REQUIRED WORK:
Type out the data exactly as given. Skip any image.

SUPPLIED INFORMATION:
- - -
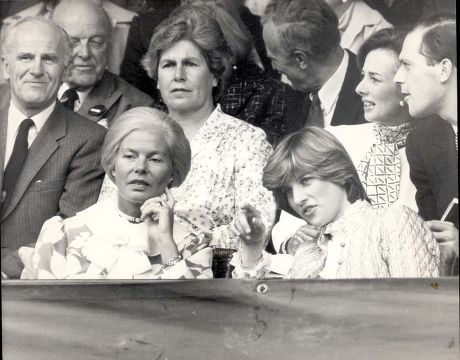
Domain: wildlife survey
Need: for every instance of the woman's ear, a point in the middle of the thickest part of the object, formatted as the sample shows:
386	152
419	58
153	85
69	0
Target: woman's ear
446	69
301	59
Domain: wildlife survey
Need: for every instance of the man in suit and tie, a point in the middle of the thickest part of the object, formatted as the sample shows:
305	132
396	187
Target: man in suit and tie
90	89
49	156
303	41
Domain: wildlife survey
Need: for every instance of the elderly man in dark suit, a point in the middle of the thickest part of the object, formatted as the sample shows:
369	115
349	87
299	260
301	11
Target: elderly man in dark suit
303	41
49	156
90	89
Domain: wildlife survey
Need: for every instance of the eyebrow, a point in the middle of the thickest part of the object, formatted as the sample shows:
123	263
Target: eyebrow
150	153
194	58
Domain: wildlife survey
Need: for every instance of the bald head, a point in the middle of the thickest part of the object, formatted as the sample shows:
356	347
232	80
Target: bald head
90	31
34	60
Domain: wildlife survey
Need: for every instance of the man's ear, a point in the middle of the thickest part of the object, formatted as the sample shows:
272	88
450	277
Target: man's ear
301	58
67	70
5	66
445	68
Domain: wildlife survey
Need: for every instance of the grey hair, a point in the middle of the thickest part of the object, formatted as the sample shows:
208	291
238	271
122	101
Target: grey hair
64	40
153	121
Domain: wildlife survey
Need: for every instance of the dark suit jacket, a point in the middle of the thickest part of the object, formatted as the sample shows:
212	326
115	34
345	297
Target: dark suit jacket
62	175
433	161
139	36
115	95
348	111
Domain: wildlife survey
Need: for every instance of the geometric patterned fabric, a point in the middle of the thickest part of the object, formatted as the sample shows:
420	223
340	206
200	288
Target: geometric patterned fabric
380	170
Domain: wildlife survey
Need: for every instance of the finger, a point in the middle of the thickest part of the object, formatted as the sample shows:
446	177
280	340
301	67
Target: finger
242	231
436	225
308	233
258	224
250	210
150	201
443	236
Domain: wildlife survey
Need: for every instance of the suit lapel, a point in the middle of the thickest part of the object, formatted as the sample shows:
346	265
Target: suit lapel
105	93
44	145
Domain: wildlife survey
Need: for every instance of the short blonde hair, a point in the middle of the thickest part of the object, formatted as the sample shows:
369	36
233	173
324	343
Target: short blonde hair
64	40
315	152
148	120
192	23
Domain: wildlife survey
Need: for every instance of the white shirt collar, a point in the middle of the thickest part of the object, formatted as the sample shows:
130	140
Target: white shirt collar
82	95
329	92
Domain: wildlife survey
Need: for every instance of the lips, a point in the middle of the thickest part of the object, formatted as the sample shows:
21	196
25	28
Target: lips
139	184
368	105
180	90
- - -
EXERCISE OUTPUT:
Domain: wildlife survey
Need: for every instance of the woman's ear, a point in the middle of the thickest part of the object, formatted as the sample shows:
386	152
419	58
153	85
69	0
Target: woman's ear
446	69
301	59
Domain: wildlife survey
Need: for every instance of the man in suit and tie, a point in the middle of the thickest part of the object, formatted as the sample shows:
305	132
396	187
Target: man in suit and tie
90	89
49	156
303	41
Domain: wildlife survey
Need: for every instance of the elderly man in dark suit, a point in the middle of the thickest part of the object, formatted as the sample shows:
369	115
349	87
299	260
301	11
Target: elderly man in dark suit
303	41
49	156
90	89
Domain: wildlife survey
Need: for every instance of the eyebrow, a point in the middle of the thickest part of the object, formatted as the sample shows:
123	263
Target: eyebrow
150	153
194	58
Domain: wildlife survey
Need: for every instance of the bald head, a point in the middle of the thickest part of the object, formatted as the sample shows:
356	347
232	80
Target: bald head
90	31
34	60
Domain: wildlife survey
Need: for every instance of the man's ear, a point in the middle of the thickest part of the object, formatted as the sample shows:
272	88
450	277
Target: man's ear
301	58
67	70
5	66
445	68
Domain: wildlife survey
Need: for every instance of the grey hair, a point in the middle of the thickest part of the object, formatted as the sample shows:
208	291
238	271
122	101
Target: grey hair
64	40
153	121
Domain: wildlife survey
Need: for every instance of the dark suit jacket, a point in the middle of the thickest part of the object, formatted as the sample shows:
212	326
115	34
345	297
Target: dark suit jacket
62	175
433	161
139	36
115	95
348	111
Domain: wildlife survey
Need: for every instance of the geometric patterned fabric, a point in the middle of the thickest part of the object, formatted as the sample shows:
420	223
340	206
200	288
Target: geometric patterned fabric
380	170
Domain: wildlife survey
Need: for every instance of the finger, a point in the middle of the thickest part of the object, formatted as the sample shows:
446	177
280	340
301	67
Target: finger
242	231
436	225
308	233
258	224
250	210
150	201
443	236
Domain: wildlife survey
Need: for every instance of the suit lapel, a point in the middle of the thickest part of the object, formatted as the sample shows:
346	265
Target: suit lapel
105	93
44	145
Domain: wildlife survey
Need: for every instance of the short blonde hair, a point in the middle of the thickest part of the object, formatted as the sample shows:
369	36
233	173
324	343
Target: short blonde hair
64	40
315	152
148	120
192	23
Domain: wildlife survey
Need: for every instance of the white shirt collar, a point in the middle of the thickest part of the object, formatted as the sample shows:
130	140
Target: white shirt collar
82	95
329	92
Domain: wildlife survey
Need: for every instance of the lips, a point in the middle of the thickest part of the object, formatted as the sample shows:
21	196
25	28
Target: lips
139	184
368	105
180	90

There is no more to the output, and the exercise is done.